Work to be completed:
Please quote, word for word, the lines of the entries below between the line holding "wanted | a marker on every instance of the concrete" and the line holding "<point>493,442</point>", inclusive, and nothing else.

Items:

□ □ □

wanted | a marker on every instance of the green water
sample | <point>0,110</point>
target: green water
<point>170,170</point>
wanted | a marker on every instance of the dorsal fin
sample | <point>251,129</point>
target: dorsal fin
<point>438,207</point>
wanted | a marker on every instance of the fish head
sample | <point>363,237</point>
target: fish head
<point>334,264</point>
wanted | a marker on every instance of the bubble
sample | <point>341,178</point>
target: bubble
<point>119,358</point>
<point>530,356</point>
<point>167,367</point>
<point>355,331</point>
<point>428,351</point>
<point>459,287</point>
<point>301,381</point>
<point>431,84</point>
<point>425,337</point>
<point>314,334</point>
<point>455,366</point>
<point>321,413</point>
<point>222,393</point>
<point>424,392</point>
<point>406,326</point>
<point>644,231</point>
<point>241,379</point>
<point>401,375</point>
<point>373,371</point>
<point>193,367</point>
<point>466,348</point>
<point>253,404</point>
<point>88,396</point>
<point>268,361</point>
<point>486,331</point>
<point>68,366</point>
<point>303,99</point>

□ □ □

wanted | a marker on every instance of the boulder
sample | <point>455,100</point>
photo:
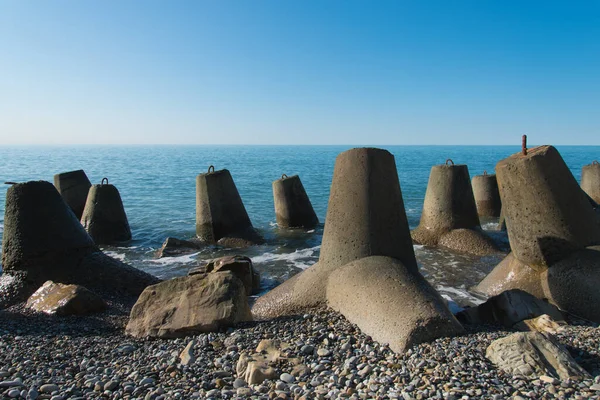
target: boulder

□ □ □

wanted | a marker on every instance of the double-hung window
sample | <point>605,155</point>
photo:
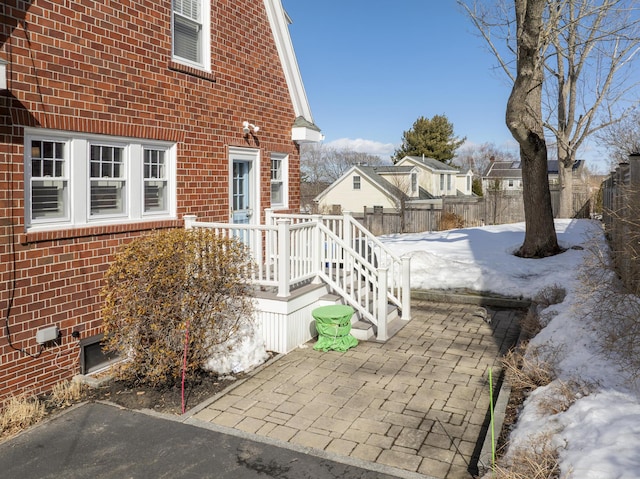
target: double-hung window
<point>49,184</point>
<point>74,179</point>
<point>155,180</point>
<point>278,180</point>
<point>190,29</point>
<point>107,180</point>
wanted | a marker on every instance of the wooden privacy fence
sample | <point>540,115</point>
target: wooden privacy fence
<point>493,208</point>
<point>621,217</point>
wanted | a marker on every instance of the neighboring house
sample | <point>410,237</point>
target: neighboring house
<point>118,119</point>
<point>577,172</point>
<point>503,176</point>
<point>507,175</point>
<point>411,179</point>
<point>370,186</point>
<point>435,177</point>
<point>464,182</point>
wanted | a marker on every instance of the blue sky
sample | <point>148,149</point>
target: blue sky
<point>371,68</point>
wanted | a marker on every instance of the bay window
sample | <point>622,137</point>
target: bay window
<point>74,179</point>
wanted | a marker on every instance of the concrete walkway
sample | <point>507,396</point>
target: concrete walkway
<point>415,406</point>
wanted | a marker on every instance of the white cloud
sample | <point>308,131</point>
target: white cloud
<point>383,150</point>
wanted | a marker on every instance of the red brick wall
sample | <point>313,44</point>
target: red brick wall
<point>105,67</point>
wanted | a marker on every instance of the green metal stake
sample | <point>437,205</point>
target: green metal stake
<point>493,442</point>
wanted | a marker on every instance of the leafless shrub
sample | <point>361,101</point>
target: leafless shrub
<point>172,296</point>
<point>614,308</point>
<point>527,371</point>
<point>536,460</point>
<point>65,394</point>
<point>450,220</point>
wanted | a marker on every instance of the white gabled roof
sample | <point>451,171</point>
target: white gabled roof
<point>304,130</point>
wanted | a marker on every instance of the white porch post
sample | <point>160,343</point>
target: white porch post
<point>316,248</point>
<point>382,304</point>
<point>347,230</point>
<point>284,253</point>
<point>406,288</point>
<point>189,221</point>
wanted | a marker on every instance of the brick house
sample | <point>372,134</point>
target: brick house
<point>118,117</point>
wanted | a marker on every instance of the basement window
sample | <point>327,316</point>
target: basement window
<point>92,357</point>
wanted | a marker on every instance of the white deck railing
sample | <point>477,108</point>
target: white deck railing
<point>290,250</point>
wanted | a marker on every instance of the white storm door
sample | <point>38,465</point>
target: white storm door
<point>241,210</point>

□ □ □

Exercise result:
wanted | a marker on every instance of the concrete walkway
sample | <point>507,396</point>
target: concrete walkway
<point>415,406</point>
wanted | a marker on every instance of the white cloud
sample | <point>308,131</point>
target: white cloud
<point>383,150</point>
wanted | a marker on every instance of the red brick wall
sample | <point>313,44</point>
target: red brick wall
<point>105,67</point>
wanted | a marker on every instance of the green metal stake
sample | <point>437,205</point>
target: green metal stake
<point>493,442</point>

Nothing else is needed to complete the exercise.